++++ Texto do exercício

DiogoMainardina ilha do desespero

A trégua

24.12.20

Meu pai morreu de Covid-19. O ano de 2020, para mim, foi isso: a perda individual somou-se à perda coletiva. Minha dor se tornou uma estatística de guerra. Meu pai foi um de 1.740.879 mortos… 1.740.880 mortos… 1.740.881 mortos… A conta macabra continua. Trégua só em 2021.

Na segunda-feira, reli na retrospectiva do nosso site uma coluna que publiquei em maio, alguns meses antes da morte do meu pai, que só ocorreu em agosto. Foi a primeira vez que pedi o impeachment de Jair Bolsonaro por fatos relacionados à epidemia de Covid-19. Eu disse:

“Eu defendo o impeachment de Jair Bolsonaro. Eu e metade dos brasileiros.

Ele é um agente difusor da epidemia. Seu afastamento, portanto, além de ser necessário, é também urgente.

++++++++
++++ Dados registrados

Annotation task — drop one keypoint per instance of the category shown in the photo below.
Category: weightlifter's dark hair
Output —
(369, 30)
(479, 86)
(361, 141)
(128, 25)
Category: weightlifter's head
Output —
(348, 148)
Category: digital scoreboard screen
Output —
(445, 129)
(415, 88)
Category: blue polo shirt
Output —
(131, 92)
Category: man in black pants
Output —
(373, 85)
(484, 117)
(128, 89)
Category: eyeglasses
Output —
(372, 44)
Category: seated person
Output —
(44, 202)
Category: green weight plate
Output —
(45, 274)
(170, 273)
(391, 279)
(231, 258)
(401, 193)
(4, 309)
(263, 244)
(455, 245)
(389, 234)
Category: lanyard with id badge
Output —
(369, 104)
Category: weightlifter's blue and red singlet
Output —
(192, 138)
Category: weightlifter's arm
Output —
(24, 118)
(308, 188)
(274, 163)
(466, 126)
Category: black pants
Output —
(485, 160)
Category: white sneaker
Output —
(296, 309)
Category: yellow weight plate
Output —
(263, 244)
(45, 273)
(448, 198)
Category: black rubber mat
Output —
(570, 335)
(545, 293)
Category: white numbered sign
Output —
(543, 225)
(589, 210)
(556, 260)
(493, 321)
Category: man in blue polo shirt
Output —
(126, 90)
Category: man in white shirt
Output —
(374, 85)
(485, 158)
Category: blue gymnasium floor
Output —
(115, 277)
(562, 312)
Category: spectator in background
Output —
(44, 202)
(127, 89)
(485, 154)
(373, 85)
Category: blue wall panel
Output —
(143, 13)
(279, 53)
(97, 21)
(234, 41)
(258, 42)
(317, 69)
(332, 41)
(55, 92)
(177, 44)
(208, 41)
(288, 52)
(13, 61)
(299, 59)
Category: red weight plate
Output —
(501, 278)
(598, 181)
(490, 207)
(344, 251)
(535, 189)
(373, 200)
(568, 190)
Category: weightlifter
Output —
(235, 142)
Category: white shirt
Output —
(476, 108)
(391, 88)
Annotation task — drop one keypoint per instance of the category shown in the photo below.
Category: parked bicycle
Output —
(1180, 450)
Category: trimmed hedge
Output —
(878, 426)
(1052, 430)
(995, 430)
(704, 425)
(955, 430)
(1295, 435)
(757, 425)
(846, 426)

++++++++

* **Tarefas propostas**
A - Reescreva o trecho da coluna entre "Meu pai morreu" e "é também urgente.", inclusive, trocando "epidemia" por "pandemia".
B - Quais são todas as contagens de mortos que a coluna apresenta?
Os registros não são necessários para resolver esta atividade.

* **Respostas**
A -
Meu pai morreu de Covid-19. O ano de 2020, para mim, foi isso: a perda individual somou-se à perda coletiva. Minha dor se tornou uma estatística de guerra. Meu pai foi um de 1.740.879 mortos… 1.740.880 mortos… 1.740.881 mortos… A conta macabra continua. Trégua só em 2021.

Na segunda-feira, reli na retrospectiva do nosso site uma coluna que publiquei em maio, alguns meses antes da morte do meu pai, que só ocorreu em agosto. Foi a primeira vez que pedi o impeachment de Jair Bolsonaro por fatos relacionados à pandemia de Covid-19. Eu disse:

“Eu defendo o impeachment de Jair Bolsonaro. Eu e metade dos brasileiros.

Ele é um agente difusor da pandemia. Seu afastamento, portanto, além de ser necessário, é também urgente.

B - 1.740.879; 1.740.880; 1.740.881